- EXERCISE DETAILS
Reproduce the items below line for line, leaving every character unchanged.

-------------------------

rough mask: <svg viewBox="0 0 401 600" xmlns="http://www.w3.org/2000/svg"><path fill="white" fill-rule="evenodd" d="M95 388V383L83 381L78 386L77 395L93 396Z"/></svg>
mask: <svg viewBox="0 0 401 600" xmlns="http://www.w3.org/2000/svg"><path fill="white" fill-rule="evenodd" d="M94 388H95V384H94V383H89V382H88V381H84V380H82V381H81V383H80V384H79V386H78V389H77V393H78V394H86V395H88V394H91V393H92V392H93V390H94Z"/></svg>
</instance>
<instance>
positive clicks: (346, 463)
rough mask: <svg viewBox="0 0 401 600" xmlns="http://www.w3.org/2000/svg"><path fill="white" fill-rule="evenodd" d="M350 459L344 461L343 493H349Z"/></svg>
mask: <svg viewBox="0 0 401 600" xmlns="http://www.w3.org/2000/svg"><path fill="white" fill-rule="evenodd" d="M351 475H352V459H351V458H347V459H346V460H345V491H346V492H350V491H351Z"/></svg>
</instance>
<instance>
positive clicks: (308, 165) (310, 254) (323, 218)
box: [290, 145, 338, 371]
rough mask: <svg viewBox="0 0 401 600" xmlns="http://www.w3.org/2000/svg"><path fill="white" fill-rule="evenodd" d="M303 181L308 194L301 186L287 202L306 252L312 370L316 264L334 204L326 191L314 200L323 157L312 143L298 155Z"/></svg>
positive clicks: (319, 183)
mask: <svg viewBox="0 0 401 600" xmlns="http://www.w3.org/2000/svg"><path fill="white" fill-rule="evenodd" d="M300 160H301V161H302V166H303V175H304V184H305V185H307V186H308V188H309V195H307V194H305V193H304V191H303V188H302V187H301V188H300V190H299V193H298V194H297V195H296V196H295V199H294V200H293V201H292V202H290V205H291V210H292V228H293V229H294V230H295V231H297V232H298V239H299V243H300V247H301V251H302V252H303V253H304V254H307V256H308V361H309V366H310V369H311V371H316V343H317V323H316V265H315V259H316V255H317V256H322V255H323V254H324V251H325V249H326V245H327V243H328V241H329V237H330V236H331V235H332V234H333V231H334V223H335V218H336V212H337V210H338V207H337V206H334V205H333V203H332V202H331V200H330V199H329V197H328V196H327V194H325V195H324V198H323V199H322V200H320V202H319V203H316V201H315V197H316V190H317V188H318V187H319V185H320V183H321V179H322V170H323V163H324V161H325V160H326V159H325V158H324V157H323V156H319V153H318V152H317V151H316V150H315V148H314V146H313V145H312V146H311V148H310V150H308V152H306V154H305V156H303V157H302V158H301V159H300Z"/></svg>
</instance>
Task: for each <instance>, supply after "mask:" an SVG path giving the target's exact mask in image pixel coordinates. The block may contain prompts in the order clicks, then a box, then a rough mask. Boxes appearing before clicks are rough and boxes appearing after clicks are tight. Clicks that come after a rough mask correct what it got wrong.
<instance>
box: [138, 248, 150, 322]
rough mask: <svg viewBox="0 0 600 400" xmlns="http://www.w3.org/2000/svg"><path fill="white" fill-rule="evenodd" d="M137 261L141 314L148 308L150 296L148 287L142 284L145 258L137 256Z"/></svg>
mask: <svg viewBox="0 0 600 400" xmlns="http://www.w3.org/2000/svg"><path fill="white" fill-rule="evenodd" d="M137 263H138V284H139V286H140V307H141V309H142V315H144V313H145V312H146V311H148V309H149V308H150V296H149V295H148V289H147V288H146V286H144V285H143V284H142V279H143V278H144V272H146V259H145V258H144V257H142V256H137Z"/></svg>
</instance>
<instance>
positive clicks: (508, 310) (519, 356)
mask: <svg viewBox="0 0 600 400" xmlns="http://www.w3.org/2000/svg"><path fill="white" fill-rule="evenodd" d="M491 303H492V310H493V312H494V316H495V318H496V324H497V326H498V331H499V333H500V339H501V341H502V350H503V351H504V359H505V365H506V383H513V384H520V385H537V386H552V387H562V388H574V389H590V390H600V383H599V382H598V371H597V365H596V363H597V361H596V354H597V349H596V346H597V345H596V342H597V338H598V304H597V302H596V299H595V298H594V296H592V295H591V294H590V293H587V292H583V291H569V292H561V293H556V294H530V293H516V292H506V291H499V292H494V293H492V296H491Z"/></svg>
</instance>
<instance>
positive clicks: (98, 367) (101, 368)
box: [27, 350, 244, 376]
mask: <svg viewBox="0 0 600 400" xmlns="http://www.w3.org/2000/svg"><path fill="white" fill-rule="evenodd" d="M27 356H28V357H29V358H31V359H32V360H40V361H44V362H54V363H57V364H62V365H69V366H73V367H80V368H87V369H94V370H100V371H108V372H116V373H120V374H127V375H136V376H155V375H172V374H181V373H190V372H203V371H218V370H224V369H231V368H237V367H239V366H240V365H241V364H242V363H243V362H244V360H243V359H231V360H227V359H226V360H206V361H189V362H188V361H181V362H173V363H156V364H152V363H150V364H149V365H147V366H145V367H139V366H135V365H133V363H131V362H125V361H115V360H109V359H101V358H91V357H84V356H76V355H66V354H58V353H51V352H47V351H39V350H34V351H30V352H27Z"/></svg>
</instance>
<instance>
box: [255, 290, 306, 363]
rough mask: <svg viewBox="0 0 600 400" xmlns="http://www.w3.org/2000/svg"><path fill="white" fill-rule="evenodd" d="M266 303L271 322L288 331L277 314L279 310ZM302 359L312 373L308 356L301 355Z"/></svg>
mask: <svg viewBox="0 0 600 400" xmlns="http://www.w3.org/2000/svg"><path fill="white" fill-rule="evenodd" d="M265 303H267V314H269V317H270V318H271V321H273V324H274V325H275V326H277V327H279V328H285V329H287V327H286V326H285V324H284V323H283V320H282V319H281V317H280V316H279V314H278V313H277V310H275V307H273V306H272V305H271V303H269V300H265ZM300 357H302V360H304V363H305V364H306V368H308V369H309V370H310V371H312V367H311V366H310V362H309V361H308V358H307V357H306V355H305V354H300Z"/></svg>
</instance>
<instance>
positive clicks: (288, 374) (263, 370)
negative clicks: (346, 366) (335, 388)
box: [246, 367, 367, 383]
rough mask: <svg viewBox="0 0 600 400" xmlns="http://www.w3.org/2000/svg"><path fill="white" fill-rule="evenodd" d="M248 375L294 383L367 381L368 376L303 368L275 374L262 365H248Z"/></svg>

-------------------------

- REPLY
rough mask: <svg viewBox="0 0 401 600" xmlns="http://www.w3.org/2000/svg"><path fill="white" fill-rule="evenodd" d="M95 388V383L83 381L78 386L77 395L93 396Z"/></svg>
mask: <svg viewBox="0 0 401 600" xmlns="http://www.w3.org/2000/svg"><path fill="white" fill-rule="evenodd" d="M94 388H95V384H94V383H89V382H88V381H84V380H82V381H81V383H80V384H79V386H78V389H77V393H78V394H86V395H88V394H91V393H92V392H93V390H94Z"/></svg>
</instance>
<instance>
positive clicks: (346, 463)
rough mask: <svg viewBox="0 0 401 600" xmlns="http://www.w3.org/2000/svg"><path fill="white" fill-rule="evenodd" d="M350 459L344 461L343 493H349Z"/></svg>
mask: <svg viewBox="0 0 401 600" xmlns="http://www.w3.org/2000/svg"><path fill="white" fill-rule="evenodd" d="M351 475H352V459H351V458H347V459H346V460H345V491H346V492H350V491H351Z"/></svg>
</instance>
<instance>
positive clicks: (308, 165) (310, 254) (323, 218)
box: [290, 145, 338, 371]
rough mask: <svg viewBox="0 0 401 600" xmlns="http://www.w3.org/2000/svg"><path fill="white" fill-rule="evenodd" d="M303 181L308 194L301 186L287 202L306 252L312 370L316 264L334 204L326 191L314 200L323 157L312 143L298 155Z"/></svg>
positive clicks: (319, 183)
mask: <svg viewBox="0 0 401 600" xmlns="http://www.w3.org/2000/svg"><path fill="white" fill-rule="evenodd" d="M300 160H301V161H302V166H303V175H304V184H305V185H307V186H308V188H309V195H307V194H305V193H304V191H303V188H302V187H301V188H300V190H299V193H298V194H297V195H296V196H295V199H294V200H293V201H292V202H290V205H291V210H292V228H293V229H294V230H295V231H297V232H298V239H299V243H300V247H301V251H302V252H303V253H304V254H307V256H308V361H309V366H310V369H311V371H316V343H317V323H316V265H315V259H316V255H317V256H322V255H323V254H324V251H325V249H326V245H327V243H328V241H329V237H330V236H331V235H332V234H333V231H334V223H335V218H336V212H337V210H338V207H337V206H334V205H333V203H332V202H331V200H330V199H329V197H328V196H327V194H325V195H324V198H323V199H322V200H320V202H319V203H316V201H315V197H316V190H317V188H318V187H319V185H320V183H321V179H322V170H323V163H324V161H325V160H326V159H325V158H324V157H323V156H319V153H318V152H317V151H316V150H315V148H314V146H313V145H312V146H311V148H310V150H308V152H306V154H305V156H303V157H302V158H301V159H300Z"/></svg>
</instance>
Task: for each <instance>, supply after "mask:" an SVG path giving the target's exact mask in image pixel coordinates. The block may contain prompts in the order clicks, then a box, then a rough mask. Boxes appearing before clicks are rough and boxes appearing after clicks are tight. Clicks that come after a rough mask correct what it got wrong.
<instance>
box: [138, 248, 150, 322]
rough mask: <svg viewBox="0 0 600 400" xmlns="http://www.w3.org/2000/svg"><path fill="white" fill-rule="evenodd" d="M137 261L141 314L148 308L150 296L148 287L142 284L145 258L137 256Z"/></svg>
mask: <svg viewBox="0 0 600 400" xmlns="http://www.w3.org/2000/svg"><path fill="white" fill-rule="evenodd" d="M137 263H138V284H139V286H140V307H141V309H142V315H144V313H145V312H146V311H148V309H149V308H150V296H149V295H148V289H147V288H146V286H144V285H143V284H142V279H143V278H144V272H146V259H145V258H144V257H142V256H137Z"/></svg>
</instance>
<instance>
positive clicks: (508, 310) (519, 356)
mask: <svg viewBox="0 0 600 400" xmlns="http://www.w3.org/2000/svg"><path fill="white" fill-rule="evenodd" d="M491 303H492V310H493V312H494V316H495V318H496V324H497V326H498V331H499V333H500V339H501V341H502V350H503V351H504V359H505V365H506V383H513V384H520V385H537V386H552V387H562V388H574V389H590V390H600V383H599V382H598V371H597V365H596V363H597V361H596V354H597V349H596V346H597V345H596V342H597V338H598V304H597V302H596V299H595V298H594V296H592V295H591V294H590V293H587V292H583V291H569V292H561V293H556V294H530V293H516V292H506V291H499V292H494V293H492V296H491Z"/></svg>
</instance>
<instance>
positive clicks: (98, 367) (101, 368)
box: [27, 350, 244, 376]
mask: <svg viewBox="0 0 600 400" xmlns="http://www.w3.org/2000/svg"><path fill="white" fill-rule="evenodd" d="M27 356H28V357H29V358H31V359H32V360H40V361H44V362H54V363H57V364H62V365H69V366H73V367H80V368H87V369H94V370H100V371H108V372H116V373H120V374H127V375H136V376H155V375H172V374H181V373H190V372H203V371H218V370H224V369H231V368H237V367H239V366H240V365H241V364H242V363H243V362H244V360H243V359H231V360H227V359H226V360H206V361H189V362H188V361H181V362H173V363H156V364H152V363H150V364H149V365H147V366H145V367H139V366H135V365H133V363H131V362H125V361H115V360H109V359H101V358H91V357H84V356H76V355H66V354H58V353H51V352H47V351H39V350H34V351H30V352H27Z"/></svg>
</instance>
<instance>
box: [255, 290, 306, 363]
rough mask: <svg viewBox="0 0 600 400" xmlns="http://www.w3.org/2000/svg"><path fill="white" fill-rule="evenodd" d="M266 303L271 322L288 331L277 314L279 310ZM302 359L312 373L308 356L301 355Z"/></svg>
mask: <svg viewBox="0 0 600 400" xmlns="http://www.w3.org/2000/svg"><path fill="white" fill-rule="evenodd" d="M265 303H267V314H269V317H270V318H271V321H273V324H274V325H275V326H277V327H279V328H285V329H287V327H286V326H285V324H284V323H283V320H282V319H281V317H280V316H279V314H278V313H277V310H275V307H273V306H272V305H271V303H269V300H265ZM300 357H302V360H304V363H305V364H306V368H308V369H309V370H310V371H312V367H311V366H310V362H309V361H308V358H307V357H306V355H305V354H300Z"/></svg>
</instance>
<instance>
positive clicks: (288, 374) (263, 370)
negative clicks: (346, 366) (335, 388)
box: [246, 367, 367, 383]
rough mask: <svg viewBox="0 0 600 400" xmlns="http://www.w3.org/2000/svg"><path fill="white" fill-rule="evenodd" d="M248 375L294 383L367 381L368 376L303 368L275 374L262 365H248Z"/></svg>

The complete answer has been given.